• [Document]:

★ ★ ★ ★ ★

# Hotmetal's Classic



## hotmetal (Oct 31, 2013)




----------



## hotmetal (Oct 31, 2013)

My little coffee corner. Just fits! Hey, it might be humble but it's not a bad start. The Classic was fully pimped by its previous owner on here. If I win the lottery I rather fancy something with lots of knobs, dials and chrome  like a Brewtus or Rocket but right now I wouldn't have the skills to justify it. Although already I'm tempted by a nice shiny black Mignon. I can tell this is going to get expensive!


----------



## DavidBondy (Aug 17, 2010)

Very nice corner. You'll just have to take that cupboard down then you'll have space for a lever!!!


----------



## The Systemic Kid (Nov 23, 2012)

Cosy set up Hotmetal.


----------



## froggystyle (Oct 30, 2013)

Looking good fella!


----------



## Thecatlinux (Mar 10, 2014)

Looks like you're up and running, with the right beans your taste buds are in for a treat.


----------



## DannyMontez (May 19, 2014)

Nice! Exactly the same as mine!


----------



## hotmetal (Oct 31, 2013)

Cheers guys. Pulled the best shot so far tonight now I've got my scales, though I did also tighten the grind a tad and raised three temp a degree or two. So much for only changing one thing at a time LOL but was noticeably less acidic so I've found something I want to replicate and improve from. Still got half a bag of Union's Foundation to go and then a bag of their Spirit. After that I think I'll pick one and stick with it for a while.

★ ★ ★ ★ ★

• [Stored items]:
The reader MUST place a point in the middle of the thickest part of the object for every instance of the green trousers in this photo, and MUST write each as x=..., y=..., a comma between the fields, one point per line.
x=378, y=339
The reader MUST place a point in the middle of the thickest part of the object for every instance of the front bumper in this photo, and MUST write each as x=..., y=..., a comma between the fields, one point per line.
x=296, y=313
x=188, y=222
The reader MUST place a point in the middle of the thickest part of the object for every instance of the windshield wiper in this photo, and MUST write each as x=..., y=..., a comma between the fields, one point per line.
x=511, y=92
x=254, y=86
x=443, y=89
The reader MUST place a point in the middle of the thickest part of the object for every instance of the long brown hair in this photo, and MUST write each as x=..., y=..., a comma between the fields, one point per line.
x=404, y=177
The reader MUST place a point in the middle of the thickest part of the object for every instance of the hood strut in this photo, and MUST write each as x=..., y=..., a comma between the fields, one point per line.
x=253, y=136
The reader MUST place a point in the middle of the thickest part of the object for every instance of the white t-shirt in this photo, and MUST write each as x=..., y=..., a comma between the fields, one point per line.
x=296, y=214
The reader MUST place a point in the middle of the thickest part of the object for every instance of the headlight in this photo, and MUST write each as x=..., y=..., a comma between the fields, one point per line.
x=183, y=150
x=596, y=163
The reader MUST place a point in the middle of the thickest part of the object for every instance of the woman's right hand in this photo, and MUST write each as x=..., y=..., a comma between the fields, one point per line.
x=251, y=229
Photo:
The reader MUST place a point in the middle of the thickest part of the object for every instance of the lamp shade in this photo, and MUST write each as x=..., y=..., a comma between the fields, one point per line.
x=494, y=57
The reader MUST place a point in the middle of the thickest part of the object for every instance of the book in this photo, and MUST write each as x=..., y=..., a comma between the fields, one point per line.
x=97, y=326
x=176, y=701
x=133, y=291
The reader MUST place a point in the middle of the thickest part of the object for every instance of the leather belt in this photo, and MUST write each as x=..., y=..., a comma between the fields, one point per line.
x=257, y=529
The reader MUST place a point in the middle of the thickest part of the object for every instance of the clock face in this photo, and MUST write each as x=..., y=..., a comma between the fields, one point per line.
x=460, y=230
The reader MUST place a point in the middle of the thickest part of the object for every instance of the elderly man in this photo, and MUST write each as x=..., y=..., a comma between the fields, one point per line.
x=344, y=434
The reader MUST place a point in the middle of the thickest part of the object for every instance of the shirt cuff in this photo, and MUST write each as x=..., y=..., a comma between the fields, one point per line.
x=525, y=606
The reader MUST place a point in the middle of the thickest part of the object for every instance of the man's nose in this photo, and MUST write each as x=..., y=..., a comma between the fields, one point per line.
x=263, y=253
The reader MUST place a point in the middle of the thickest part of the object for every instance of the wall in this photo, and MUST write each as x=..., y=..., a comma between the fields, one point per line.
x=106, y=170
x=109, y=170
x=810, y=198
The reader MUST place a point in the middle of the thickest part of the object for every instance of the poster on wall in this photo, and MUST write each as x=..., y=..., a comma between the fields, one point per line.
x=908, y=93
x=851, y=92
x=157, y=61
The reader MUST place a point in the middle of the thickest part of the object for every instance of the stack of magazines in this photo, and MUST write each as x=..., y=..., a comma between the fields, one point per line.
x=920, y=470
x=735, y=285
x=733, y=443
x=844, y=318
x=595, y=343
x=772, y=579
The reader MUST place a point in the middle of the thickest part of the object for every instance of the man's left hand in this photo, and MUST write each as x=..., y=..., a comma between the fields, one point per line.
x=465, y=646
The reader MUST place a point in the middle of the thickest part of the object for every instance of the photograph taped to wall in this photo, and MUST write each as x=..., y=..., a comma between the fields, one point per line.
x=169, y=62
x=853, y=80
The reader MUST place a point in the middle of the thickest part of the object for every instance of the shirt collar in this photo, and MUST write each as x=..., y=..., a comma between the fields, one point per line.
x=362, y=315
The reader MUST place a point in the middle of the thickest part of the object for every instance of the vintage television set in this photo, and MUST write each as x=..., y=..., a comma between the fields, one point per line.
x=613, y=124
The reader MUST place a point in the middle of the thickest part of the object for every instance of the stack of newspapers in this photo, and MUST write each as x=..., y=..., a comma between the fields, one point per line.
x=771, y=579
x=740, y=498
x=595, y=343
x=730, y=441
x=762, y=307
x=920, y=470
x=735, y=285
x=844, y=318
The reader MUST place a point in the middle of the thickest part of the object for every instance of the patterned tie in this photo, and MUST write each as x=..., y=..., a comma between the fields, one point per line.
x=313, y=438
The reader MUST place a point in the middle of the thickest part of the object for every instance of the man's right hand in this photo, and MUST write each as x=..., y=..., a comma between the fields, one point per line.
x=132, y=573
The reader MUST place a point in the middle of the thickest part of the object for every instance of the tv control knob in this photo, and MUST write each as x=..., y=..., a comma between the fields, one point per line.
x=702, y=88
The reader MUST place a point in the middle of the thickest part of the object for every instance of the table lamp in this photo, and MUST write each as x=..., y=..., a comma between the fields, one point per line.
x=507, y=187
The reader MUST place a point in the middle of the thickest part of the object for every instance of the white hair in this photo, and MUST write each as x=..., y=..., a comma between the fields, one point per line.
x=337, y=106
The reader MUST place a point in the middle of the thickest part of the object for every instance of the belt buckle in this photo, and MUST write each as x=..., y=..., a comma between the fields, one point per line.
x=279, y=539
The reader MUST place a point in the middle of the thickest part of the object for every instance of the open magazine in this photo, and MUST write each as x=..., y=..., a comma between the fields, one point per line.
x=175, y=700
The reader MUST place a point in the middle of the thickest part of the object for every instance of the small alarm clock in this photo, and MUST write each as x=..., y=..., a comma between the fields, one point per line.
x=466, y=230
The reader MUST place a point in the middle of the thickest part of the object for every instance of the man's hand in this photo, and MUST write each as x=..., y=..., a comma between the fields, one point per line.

★ ★ ★ ★ ★

Resume the coffee-corner thread, picking up right after its last sentence. The rows above are separate material and are not part of the coffee-corner thread.

Talking of expensive my other vice is hifi. I've just spent the evening at a friend's house listening to his system. Sounded amazing but so it should for £250,000!!! (he is a HiFi manufacturer to be fair). My own system is the HiFi equivalent of my coffee kit probably!


----------



## Charliej (Feb 25, 2012)

hotmetal said:


> Cheers guys. Pulled the best shot so far tonight now I've got my scales, though I did also tighten the grind a tad and raised three temp a degree or two. So much for only changing one thing at a time LOL but was noticeably less acidic so I've found something I want to replicate and improve from. Still got half a bag of Union's Foundation to go and then a bag of their Spirit. After that I think I'll pick one and stick with it for a while.
> 
> Talking of expensive my other vice is hifi. I've just spent the evening at a friend's house listening to his system. Sounded amazing but so it should for £250,000!!! (he is a HiFi manufacturer to be fair). My own system is the HiFi equivalent of my coffee kit probably!


The problem is with Hi Fi that there are a lot of snake oil salesmen around that will try to sell you cables with all sorts of ridiculous claims made about them, for even more ridiculous sums of money e.g directional cables- even though music is an AC waveform and wouldn't actually pass down a unidirectional cable or even crazier IEC ( kettle style plug to most of you) mains leads costing £4k or more that can and will have zero discernible audible or measurable effects.

As long as you like the sound from your Hi Fi and the coffee from your setup who cares what it is.


----------



## hotmetal (Oct 31, 2013)

Yes indeed - I wholeheartedly agree. I do like the sound of my hi-fi, although it can't compare with what I heard last night, it's certainly pretty decent. I'm running a TW Acustic Raven 1 turntable with Zyx R50 cart through a TRON Electric preamp/phono into two restored 1950s Quad II valve amps with upgraded caps into a sweet little pair of AudioNote AX2s. It is to most hifis what a PIDded Classic is to a Nespresso Pixie (or even a cup of instant in some cases!) so I'm pretty happy.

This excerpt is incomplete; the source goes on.